▶ _THE TASK_
Print the entries below in their entirety, exactly as they are written.

▶ _EXCERPTED RECORDS_
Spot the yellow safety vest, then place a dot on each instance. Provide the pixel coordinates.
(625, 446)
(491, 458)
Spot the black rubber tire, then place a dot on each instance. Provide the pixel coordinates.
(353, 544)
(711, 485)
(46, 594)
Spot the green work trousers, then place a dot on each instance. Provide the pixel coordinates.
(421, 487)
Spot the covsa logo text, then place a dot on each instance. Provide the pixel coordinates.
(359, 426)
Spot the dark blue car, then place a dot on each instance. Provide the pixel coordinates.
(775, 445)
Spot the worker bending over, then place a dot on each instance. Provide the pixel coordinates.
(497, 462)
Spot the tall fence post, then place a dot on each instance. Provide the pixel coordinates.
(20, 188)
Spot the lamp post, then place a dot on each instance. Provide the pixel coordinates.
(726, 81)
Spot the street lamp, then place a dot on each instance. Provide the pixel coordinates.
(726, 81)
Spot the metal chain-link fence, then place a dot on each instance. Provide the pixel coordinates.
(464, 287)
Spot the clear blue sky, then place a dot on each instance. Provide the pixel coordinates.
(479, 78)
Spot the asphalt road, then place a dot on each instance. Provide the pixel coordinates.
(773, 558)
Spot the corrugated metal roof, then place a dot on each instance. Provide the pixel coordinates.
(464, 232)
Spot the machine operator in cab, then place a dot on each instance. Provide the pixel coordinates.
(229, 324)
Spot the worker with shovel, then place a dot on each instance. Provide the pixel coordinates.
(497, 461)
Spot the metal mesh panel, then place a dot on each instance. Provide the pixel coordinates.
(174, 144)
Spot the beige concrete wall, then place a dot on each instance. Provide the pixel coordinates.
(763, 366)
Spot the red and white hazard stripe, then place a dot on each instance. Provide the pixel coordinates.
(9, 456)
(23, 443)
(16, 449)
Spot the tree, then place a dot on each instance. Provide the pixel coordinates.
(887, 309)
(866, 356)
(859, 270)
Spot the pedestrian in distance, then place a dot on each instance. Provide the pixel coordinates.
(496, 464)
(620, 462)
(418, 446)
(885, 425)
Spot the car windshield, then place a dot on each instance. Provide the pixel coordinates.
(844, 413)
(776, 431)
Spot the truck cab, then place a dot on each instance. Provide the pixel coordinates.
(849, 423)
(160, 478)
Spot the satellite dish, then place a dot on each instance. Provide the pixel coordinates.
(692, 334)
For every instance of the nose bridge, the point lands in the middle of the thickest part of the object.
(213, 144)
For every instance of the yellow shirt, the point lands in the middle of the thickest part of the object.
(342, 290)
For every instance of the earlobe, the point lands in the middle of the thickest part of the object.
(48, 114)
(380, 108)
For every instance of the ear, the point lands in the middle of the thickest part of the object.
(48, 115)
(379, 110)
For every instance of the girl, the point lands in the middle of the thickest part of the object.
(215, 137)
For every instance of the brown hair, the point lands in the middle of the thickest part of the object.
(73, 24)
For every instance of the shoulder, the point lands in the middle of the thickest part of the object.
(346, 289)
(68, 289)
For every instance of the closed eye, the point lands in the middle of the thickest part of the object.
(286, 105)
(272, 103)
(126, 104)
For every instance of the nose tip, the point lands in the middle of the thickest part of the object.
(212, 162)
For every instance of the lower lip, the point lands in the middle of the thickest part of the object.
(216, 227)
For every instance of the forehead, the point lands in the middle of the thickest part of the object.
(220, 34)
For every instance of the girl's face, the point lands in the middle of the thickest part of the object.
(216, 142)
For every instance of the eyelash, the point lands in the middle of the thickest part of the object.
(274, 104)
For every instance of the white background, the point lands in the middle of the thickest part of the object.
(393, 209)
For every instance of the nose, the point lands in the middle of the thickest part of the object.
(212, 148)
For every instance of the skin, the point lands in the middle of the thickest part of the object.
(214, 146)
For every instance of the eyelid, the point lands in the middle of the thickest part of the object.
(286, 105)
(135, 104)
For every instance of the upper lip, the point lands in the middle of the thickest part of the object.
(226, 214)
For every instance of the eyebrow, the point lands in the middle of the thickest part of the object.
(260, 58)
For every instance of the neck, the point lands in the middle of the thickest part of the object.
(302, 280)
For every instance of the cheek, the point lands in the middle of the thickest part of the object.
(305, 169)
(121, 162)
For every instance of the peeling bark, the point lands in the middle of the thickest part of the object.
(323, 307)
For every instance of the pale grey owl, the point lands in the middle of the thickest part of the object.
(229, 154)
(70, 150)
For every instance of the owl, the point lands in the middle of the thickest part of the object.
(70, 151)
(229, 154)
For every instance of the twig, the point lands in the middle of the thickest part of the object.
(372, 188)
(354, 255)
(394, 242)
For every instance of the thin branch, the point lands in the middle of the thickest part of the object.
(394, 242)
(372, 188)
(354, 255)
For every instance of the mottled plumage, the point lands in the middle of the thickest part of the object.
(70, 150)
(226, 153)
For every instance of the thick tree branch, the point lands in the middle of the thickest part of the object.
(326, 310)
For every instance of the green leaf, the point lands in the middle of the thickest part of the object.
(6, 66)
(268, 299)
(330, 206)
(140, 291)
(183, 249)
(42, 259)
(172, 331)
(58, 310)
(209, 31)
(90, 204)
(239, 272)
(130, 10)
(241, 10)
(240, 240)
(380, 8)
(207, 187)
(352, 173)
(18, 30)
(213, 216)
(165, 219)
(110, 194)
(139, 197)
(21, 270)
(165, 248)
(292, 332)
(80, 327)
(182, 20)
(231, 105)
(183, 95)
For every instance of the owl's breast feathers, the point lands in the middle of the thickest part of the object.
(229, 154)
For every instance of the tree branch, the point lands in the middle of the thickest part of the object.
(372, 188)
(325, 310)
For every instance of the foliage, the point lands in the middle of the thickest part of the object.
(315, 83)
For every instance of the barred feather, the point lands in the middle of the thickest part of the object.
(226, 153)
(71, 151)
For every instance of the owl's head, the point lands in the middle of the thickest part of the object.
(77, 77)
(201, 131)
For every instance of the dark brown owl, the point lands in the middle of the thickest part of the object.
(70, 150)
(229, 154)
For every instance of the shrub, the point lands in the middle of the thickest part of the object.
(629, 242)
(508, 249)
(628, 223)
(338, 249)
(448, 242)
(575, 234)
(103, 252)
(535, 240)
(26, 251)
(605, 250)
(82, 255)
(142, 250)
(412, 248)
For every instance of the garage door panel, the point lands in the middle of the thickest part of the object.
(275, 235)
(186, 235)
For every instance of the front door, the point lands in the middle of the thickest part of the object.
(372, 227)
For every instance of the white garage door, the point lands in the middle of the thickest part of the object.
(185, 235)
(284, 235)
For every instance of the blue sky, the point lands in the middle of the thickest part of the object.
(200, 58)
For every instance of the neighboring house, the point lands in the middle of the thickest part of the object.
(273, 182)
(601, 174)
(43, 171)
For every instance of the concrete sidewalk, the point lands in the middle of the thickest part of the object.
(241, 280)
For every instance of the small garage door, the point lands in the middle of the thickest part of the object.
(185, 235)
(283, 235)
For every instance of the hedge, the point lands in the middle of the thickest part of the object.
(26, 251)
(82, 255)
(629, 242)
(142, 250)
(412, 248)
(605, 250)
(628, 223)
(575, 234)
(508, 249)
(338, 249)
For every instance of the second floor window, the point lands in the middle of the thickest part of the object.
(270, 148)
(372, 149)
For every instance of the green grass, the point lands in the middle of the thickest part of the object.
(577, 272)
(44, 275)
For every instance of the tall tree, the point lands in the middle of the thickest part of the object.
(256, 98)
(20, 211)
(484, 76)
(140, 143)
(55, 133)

▶ _TASK SOLUTION_
Spot the yellow safety vest, then place a dot on each instance. Provide the pixel coordinates.
(625, 446)
(491, 458)
Spot the black rubber tire, then place a dot on each instance. Provide the pixel coordinates.
(353, 544)
(711, 485)
(46, 594)
Spot the green work trousers, then place a dot on each instance. Provide the pixel coordinates.
(421, 487)
Spot the covsa logo text, then place a dot on each instance. Provide the pixel coordinates.
(359, 426)
Spot the dark blue car, then place a dot on each instance. Provide the pixel coordinates.
(775, 445)
Spot the worker bending over, then place a dot on each instance. Provide the pixel coordinates.
(497, 462)
Spot the tall fence post, then place a dot on each instance. Provide the pixel coordinates.
(20, 188)
Spot the lamp post, then place a dot on each instance. Provide the pixel coordinates.
(726, 81)
Spot the street lamp, then place a dot on each instance. Provide the pixel coordinates.
(726, 81)
Spot the metal chain-link fence, then place a dot on each instance. Provide the pixel coordinates.
(464, 287)
Spot the clear blue sky, then place a dot on each instance. Provide the pixel coordinates.
(479, 78)
Spot the asphalt road, then place a dot on each instance. Provide the pixel coordinates.
(773, 558)
Spot the corrugated metal roof, then place a dot on each instance. Provide the pixel coordinates.
(464, 232)
Spot the machine operator in cab, then place a dot on each instance. Provide the pixel coordinates.
(229, 324)
Spot the worker with shovel, then place a dot on each instance. Provide the pixel coordinates.
(497, 461)
Spot the metal mesh panel, then place a dot on each instance. Provide the pixel coordinates.
(174, 144)
Spot the beige concrete wall, then place a dot on each instance. Provide the pixel coordinates.
(763, 366)
Spot the red and white hazard stripe, then place a dot on each instance. Provide the pixel coordinates.
(9, 456)
(23, 443)
(16, 449)
Spot the tree, then place a dot on each instance. Provide the pixel coordinates.
(887, 309)
(866, 356)
(859, 270)
Spot the pedestrian in distance, then place a dot on each instance. Provide the pixel coordinates.
(496, 464)
(620, 462)
(418, 446)
(885, 425)
Spot the car windshield, then place a dot on each instance. Provide the pixel coordinates.
(844, 413)
(776, 431)
Spot the truck cab, then place a dot on each instance. Provide the pixel coordinates.
(849, 423)
(160, 478)
Spot the satellite dish, then place a dot on each instance. Provide the pixel coordinates.
(692, 334)
For every instance of the nose bridge, the point lands in the middle of the thickest part of the object.
(213, 144)
For every instance of the yellow shirt, the point lands in the middle of the thickest part of the object.
(342, 290)
For every instance of the earlobe, the point lands in the middle of the thickest part of the object.
(48, 114)
(380, 108)
For every instance of the ear, the point lands in the middle of the thickest part of the object.
(48, 115)
(379, 110)
For every instance of the girl, the point lands in the middle of the thickest part of the object.
(215, 137)
For every instance of the brown hair, the point lands in the middle of the thickest part of the object.
(73, 24)
For every instance of the shoulder, the point lands in the middle of the thickest part of the object.
(346, 289)
(68, 289)
For every instance of the closed eye, the point lands in the middle of the thickest part of the object.
(286, 105)
(272, 103)
(126, 104)
For every instance of the nose tip, the point lands in the middle of the thickest part of the object.
(212, 162)
For every instance of the lower lip, the point lands in the middle of the thickest part of the object.
(216, 227)
For every instance of the forehead, the point lands in the middle of the thickest part of the object.
(220, 34)
For every instance of the girl's face, the point lands in the middle of the thickest part of the object.
(216, 142)
For every instance of the eyelash, the point lands in the middle of the thickest part of the object.
(274, 104)
For every instance of the white background, the point lands in the middle of the thickest part of the object.
(393, 209)
For every instance of the nose, the point lands in the middle of the thickest part of the object.
(212, 148)
For every instance of the skin, the point lands in the middle of the thickest part of the object.
(214, 146)
For every instance of the eyelid, the point lands in the middle of the thickest part of the object.
(286, 105)
(135, 104)
For every instance of the upper lip, the point lands in the middle of the thickest part of the object.
(226, 214)
For every instance of the eyebrow, the point lands in the middle of the thickest part of the object.
(260, 58)
For every instance of the neck, the point lands in the middle of the thickest part of the object.
(302, 280)
For every instance of the cheek, the point lands in the middle of the thickest part of the object.
(305, 169)
(121, 162)
For every instance of the peeling bark, the point lands in the middle of the thickest part of the object.
(323, 307)
For every instance of the pale grey owl, the point lands in the middle of the thickest part of the object.
(229, 154)
(70, 150)
For every instance of the owl, the point lands in the middle of the thickest part of the object.
(70, 151)
(229, 154)
For every instance of the twig, the point lands in the middle of the thickest part of the object.
(372, 188)
(354, 255)
(394, 242)
For every instance of the thin branch, the point lands in the middle of the thickest part of the object.
(394, 242)
(372, 188)
(354, 255)
For every instance of the mottled plumage, the point lands in the middle of the thickest part of the object.
(70, 150)
(226, 153)
For every instance of the thick tree branch, the point lands in the middle of the thickest part of the object.
(326, 310)
For every instance of the green leaf, the point lands in the middle of the thickest part of the object.
(6, 66)
(268, 299)
(330, 206)
(140, 291)
(183, 249)
(42, 259)
(172, 331)
(58, 310)
(209, 31)
(90, 204)
(239, 272)
(130, 10)
(241, 10)
(240, 240)
(380, 8)
(207, 187)
(352, 173)
(18, 30)
(213, 216)
(165, 219)
(110, 194)
(139, 197)
(21, 270)
(165, 248)
(292, 332)
(80, 327)
(182, 20)
(231, 105)
(183, 95)
For every instance of the owl's breast feathers, the point lands in the middle of the thickest part of the object.
(229, 154)
For every instance of the tree branch, the point lands in the middle of the thickest part of the object.
(372, 188)
(325, 310)
For every instance of the foliage, the point lands in the middle of the thickest part of the object.
(315, 83)
For every instance of the barred feather, the point lands in the middle of the thickest part of the object.
(226, 153)
(71, 151)
For every instance of the owl's head, the point lands in the middle of the thickest part of the object.
(77, 77)
(201, 131)
For every instance of the dark brown owl, the point lands in the middle of the thickest part of the object.
(70, 150)
(229, 154)
For every instance of the shrub, the point lands in the middle of the thickest part of the object.
(629, 242)
(508, 249)
(628, 223)
(338, 249)
(448, 242)
(575, 234)
(103, 252)
(535, 240)
(26, 251)
(605, 250)
(82, 255)
(142, 250)
(412, 248)
For every instance of the garage door panel, the point lands in the middle of the thickest part of the object.
(275, 235)
(186, 235)
For every instance of the front door, the point lands in the middle of the thickest part of the object.
(372, 227)
For every instance of the white garage door, the point lands in the middle of the thickest part of the object.
(185, 235)
(284, 235)
For every instance of the blue sky, the point lands in the middle of the thickest part of the object.
(200, 58)
For every instance of the neighboring house, the point lands in the middle of the thickest part of the object.
(273, 182)
(601, 174)
(43, 171)
For every instance of the concrete sidewalk, the point lands in the middle of the thickest part of the object.
(241, 280)
For every instance of the small garage door, the point lands in the middle of the thickest part of the object.
(185, 235)
(283, 235)
For every instance of the hedge, the point lands in the middle of the thickest part of the object.
(26, 251)
(82, 255)
(629, 242)
(142, 250)
(412, 248)
(605, 250)
(628, 223)
(575, 234)
(508, 249)
(338, 249)
For every instance of the second floor window, the point lands in the middle of the thickest part of the object.
(270, 148)
(372, 149)
For every instance of the green grass, the point lands in the middle of the thickest part of the object.
(577, 272)
(44, 275)
For every instance of the tall tree, the point lands in the middle of the thickest part of the object.
(256, 98)
(20, 211)
(484, 76)
(140, 143)
(55, 133)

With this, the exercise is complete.